TEKS BACAAN ▸
Oleh: Syaiful W. Harahap
Banjir di wilayah Jabodetabek (Jakarta, Bogor, Depok, Tangerang, Bekasi) merupakan air permukaan dari Puncak yang dibawa Sungai Ciliwung. Banjir yang rutin melanda Jakarta merupakan konsekuensi dari letak Jakarta yang dialiri Sungai Ciliwung dari hulu di kawasan Puncak melewati Bogor dan Depok. Tapi, mengapa banjir besar baru terjadi belakangan ini?
Berdasarkan Kepress No 114 Tahun 1999 tentang Penataan Ruang Kawasan Bogor-Puncak-Cianjur luas kawasan Bopunjur 52.470,14 hektar, yaitu di Kabupaten Bogor seluas 24.549 hektar dan di Kabupaten Cianjur 27.921 hektar.

CUPLIKAN DATA ▸
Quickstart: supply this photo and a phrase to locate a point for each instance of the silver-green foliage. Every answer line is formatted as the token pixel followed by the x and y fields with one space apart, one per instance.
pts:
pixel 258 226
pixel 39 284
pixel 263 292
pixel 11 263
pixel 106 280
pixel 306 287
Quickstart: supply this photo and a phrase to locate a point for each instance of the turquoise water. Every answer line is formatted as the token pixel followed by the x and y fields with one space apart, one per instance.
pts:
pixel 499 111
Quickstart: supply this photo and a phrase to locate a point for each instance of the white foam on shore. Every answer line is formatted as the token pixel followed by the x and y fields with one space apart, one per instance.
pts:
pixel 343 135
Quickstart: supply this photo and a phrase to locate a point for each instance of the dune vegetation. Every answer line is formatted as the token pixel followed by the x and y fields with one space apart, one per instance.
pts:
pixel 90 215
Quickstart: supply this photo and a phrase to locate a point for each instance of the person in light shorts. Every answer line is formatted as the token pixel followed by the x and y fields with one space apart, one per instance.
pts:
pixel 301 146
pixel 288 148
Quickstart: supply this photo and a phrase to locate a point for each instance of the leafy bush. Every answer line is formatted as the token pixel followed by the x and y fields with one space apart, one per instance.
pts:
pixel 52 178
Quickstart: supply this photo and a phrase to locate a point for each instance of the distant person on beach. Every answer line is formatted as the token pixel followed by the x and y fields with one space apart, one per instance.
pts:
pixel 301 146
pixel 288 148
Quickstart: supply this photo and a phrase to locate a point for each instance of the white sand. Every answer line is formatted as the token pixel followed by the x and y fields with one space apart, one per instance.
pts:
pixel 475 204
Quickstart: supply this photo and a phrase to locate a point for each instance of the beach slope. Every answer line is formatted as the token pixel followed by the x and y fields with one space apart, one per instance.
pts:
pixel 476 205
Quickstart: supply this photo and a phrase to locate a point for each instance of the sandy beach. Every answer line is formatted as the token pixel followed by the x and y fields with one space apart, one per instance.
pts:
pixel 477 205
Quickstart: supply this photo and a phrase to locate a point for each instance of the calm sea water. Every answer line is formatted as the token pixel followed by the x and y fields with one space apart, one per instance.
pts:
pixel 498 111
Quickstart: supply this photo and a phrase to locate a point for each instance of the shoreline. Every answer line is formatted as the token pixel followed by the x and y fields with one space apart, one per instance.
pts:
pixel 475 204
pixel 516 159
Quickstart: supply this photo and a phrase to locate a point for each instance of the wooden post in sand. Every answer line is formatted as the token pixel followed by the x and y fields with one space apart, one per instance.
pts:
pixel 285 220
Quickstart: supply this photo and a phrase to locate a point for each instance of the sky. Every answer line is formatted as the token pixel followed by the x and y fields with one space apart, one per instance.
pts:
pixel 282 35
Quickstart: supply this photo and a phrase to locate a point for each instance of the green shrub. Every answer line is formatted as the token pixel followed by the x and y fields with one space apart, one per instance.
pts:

TUJUAN LATIHAN ▸ Lanjutkan teks tentang banjir di Jabodetabek, dimulai setelah kalimat terakhirnya.

JAWABAN ▸
1. DAS Ciliwung untuk Manjaga Konservasi Air Tanah
Daerah aliran sungai (DAS) Sungai Ciliwung merupakan daerah tangkapan hujan (catchment area) yang terdiri atas hutan lindung. Cataran Forest Watch Indonesia (FWI), kondisi hutan di DAS Ciliwung yang tersisa hanya 12 persen dari luas hutan kawasan DAS Ciliwung seluas 29.000 hektar. Kerusakan hutan juga terjadi pada kemiringan di atas 40% yang beralih fungsi sehingga tidak lagi jadi catchment area untuk menjaga fungsi hidrologi tanah.
Aliran Sungai Ciliwung dengan bantaran yang sekarang jadi permukiman warga (Foto: researchgate.net)
Aliran Sungai Ciliwung yang berawal dari kawasan Puncak melewati wilayah Kabupaten Bogor, Kota Bogor, Kota Depok sampai ke Jakarta sepanjang 120 km. Dari kawasan Bopunjur mengalir dua sungai yaitu Ciliwung dan Cikundul. Ciliwung dengan 12 anak sungainya bermuara ke Teluk Jakarta. Sedangkan Cikundul masuk ke Sungai Citarum yang bermuara di Waduk Cirata.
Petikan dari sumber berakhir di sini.